======== Trecho apresentado ========

Nazistas queimando livros: o 3º Reich queria apagar a memória teórica e histórica humana |
Povos e governos nunca aprenderam
coisa alguma com a história:
cada tempo é demasiado individual para isso.
(Hegel em “Lições sobre a filosofia da história”).
Montaigne dizia que na ordem das relações humanas
a realidade conta pouco.
Nos apegamos a ficções.
Preferimos a ilusão prazerosa ao desgosto da pálida
realidade.
(Christian Dunker em
“Reinvenção da intimidade”).
A espécie
humana busca explicação para todo o tipo de fenômeno que desperta sua
curiosidade ou coloca dilemas pela sobrevivência, indo desde a origem da vida,
o desvendamento do cosmos e da natureza, com todos os seus mistérios; até os
fatos históricos aparentemente fortuitos e sem conexão. A História e o seu
ensino escolar tentam dar uma explicação para a evolução da humanidade, tanto
para o seu surgimento, quanto para os dias de hoje. Como não poderia deixar de
ser, nos deparamos com muitas lacunas nestas explicações, porém, a base central
delas permanece fundamental: a experiência
humana, passada de geração para geração.
Não
haveria nenhum tipo de progresso se cada nova geração tivesse que descobrir o
fogo ou inventar a roda. A base da evolução humana provém exatamente dessa
capacidade da geração antiga passar sua experiência condensada em forma de
teoria à nova. No entanto, existem vários problemas neste processo, como o fato
de percebermos certos defeitos e insuficiências teóricas, além de uma tendência
irracional dos seres humanos persistirem no erro, muitas vezes não querendo ver
a realidade e não possuindo aquela qualidade que Freud recomendava aos
psicanalistas no congresso internacional de 1911: “aprendam a suportar a verdade”.

======== Conteúdo das entradas ========

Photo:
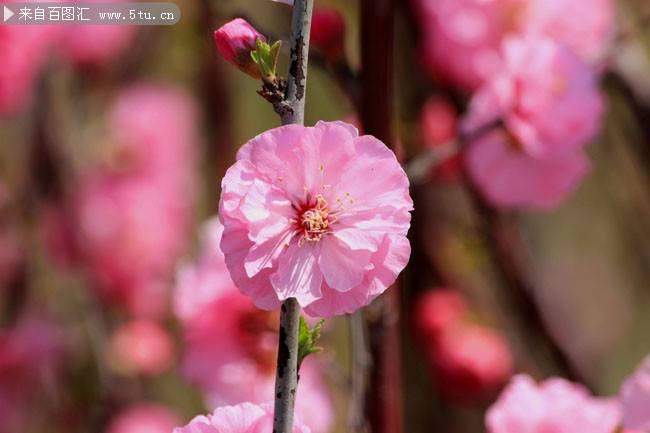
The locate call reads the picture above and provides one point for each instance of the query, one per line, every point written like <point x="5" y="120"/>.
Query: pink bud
<point x="471" y="362"/>
<point x="328" y="33"/>
<point x="235" y="40"/>
<point x="438" y="310"/>
<point x="141" y="346"/>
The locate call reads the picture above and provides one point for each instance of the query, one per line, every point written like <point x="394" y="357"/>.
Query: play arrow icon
<point x="8" y="13"/>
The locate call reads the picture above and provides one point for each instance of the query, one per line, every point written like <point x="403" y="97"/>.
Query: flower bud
<point x="235" y="41"/>
<point x="471" y="362"/>
<point x="328" y="34"/>
<point x="436" y="311"/>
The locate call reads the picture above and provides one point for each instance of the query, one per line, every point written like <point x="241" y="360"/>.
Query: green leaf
<point x="266" y="57"/>
<point x="307" y="339"/>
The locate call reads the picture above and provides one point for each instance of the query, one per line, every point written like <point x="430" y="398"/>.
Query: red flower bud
<point x="235" y="40"/>
<point x="438" y="310"/>
<point x="471" y="362"/>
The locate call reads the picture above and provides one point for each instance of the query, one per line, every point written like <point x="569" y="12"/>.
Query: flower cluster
<point x="555" y="405"/>
<point x="231" y="346"/>
<point x="134" y="213"/>
<point x="25" y="51"/>
<point x="533" y="68"/>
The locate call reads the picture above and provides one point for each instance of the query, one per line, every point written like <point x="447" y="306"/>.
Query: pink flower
<point x="235" y="40"/>
<point x="144" y="418"/>
<point x="328" y="33"/>
<point x="141" y="347"/>
<point x="511" y="178"/>
<point x="133" y="217"/>
<point x="635" y="398"/>
<point x="548" y="101"/>
<point x="96" y="45"/>
<point x="299" y="222"/>
<point x="31" y="356"/>
<point x="461" y="38"/>
<point x="586" y="27"/>
<point x="231" y="346"/>
<point x="471" y="362"/>
<point x="438" y="310"/>
<point x="24" y="50"/>
<point x="243" y="418"/>
<point x="554" y="406"/>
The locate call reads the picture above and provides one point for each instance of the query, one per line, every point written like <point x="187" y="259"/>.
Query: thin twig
<point x="360" y="362"/>
<point x="511" y="260"/>
<point x="286" y="379"/>
<point x="383" y="402"/>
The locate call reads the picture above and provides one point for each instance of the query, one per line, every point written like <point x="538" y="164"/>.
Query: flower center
<point x="315" y="221"/>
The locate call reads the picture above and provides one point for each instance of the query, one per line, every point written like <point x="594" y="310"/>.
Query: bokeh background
<point x="113" y="142"/>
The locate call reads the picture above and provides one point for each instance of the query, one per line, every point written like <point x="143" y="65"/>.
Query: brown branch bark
<point x="286" y="379"/>
<point x="383" y="404"/>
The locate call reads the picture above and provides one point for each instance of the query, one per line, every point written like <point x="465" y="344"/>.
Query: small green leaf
<point x="275" y="54"/>
<point x="255" y="57"/>
<point x="266" y="58"/>
<point x="307" y="339"/>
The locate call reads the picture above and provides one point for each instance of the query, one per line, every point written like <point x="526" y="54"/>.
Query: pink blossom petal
<point x="341" y="266"/>
<point x="298" y="275"/>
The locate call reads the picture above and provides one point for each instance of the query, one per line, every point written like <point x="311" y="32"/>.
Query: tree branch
<point x="286" y="379"/>
<point x="383" y="402"/>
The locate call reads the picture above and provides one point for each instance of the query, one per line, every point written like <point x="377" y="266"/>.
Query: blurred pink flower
<point x="318" y="214"/>
<point x="586" y="27"/>
<point x="461" y="38"/>
<point x="31" y="356"/>
<point x="471" y="362"/>
<point x="243" y="418"/>
<point x="134" y="217"/>
<point x="235" y="40"/>
<point x="144" y="418"/>
<point x="436" y="311"/>
<point x="231" y="346"/>
<point x="24" y="50"/>
<point x="141" y="347"/>
<point x="554" y="406"/>
<point x="635" y="398"/>
<point x="511" y="178"/>
<point x="11" y="255"/>
<point x="95" y="45"/>
<point x="547" y="97"/>
<point x="548" y="101"/>
<point x="328" y="33"/>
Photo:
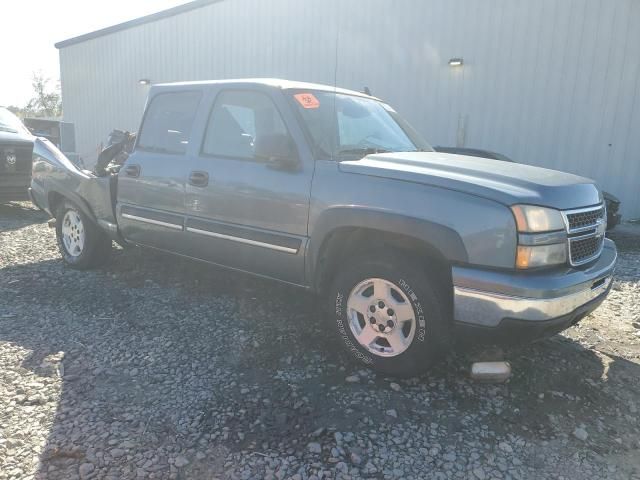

========

--- O que fazer ---
Responda às perguntas abaixo com base no trecho apresentado.
1. Em que ano ocorreu o congresso internacional em que Freud recomendou aos psicanalistas que aprendessem a suportar a verdade?
2. Na citação de Christian Dunker, quem dizia que, na ordem das relações humanas, a realidade conta pouco?
3. Que duas ações o trecho apresentado menciona como aquelas que cada nova geração não poderia ter de repetir para que houvesse progresso?
As entradas provêm de outra fonte.

--- Resposta ---
1. Em 1911.
2. Montaigne.
3. Descobrir o fogo e inventar a roda.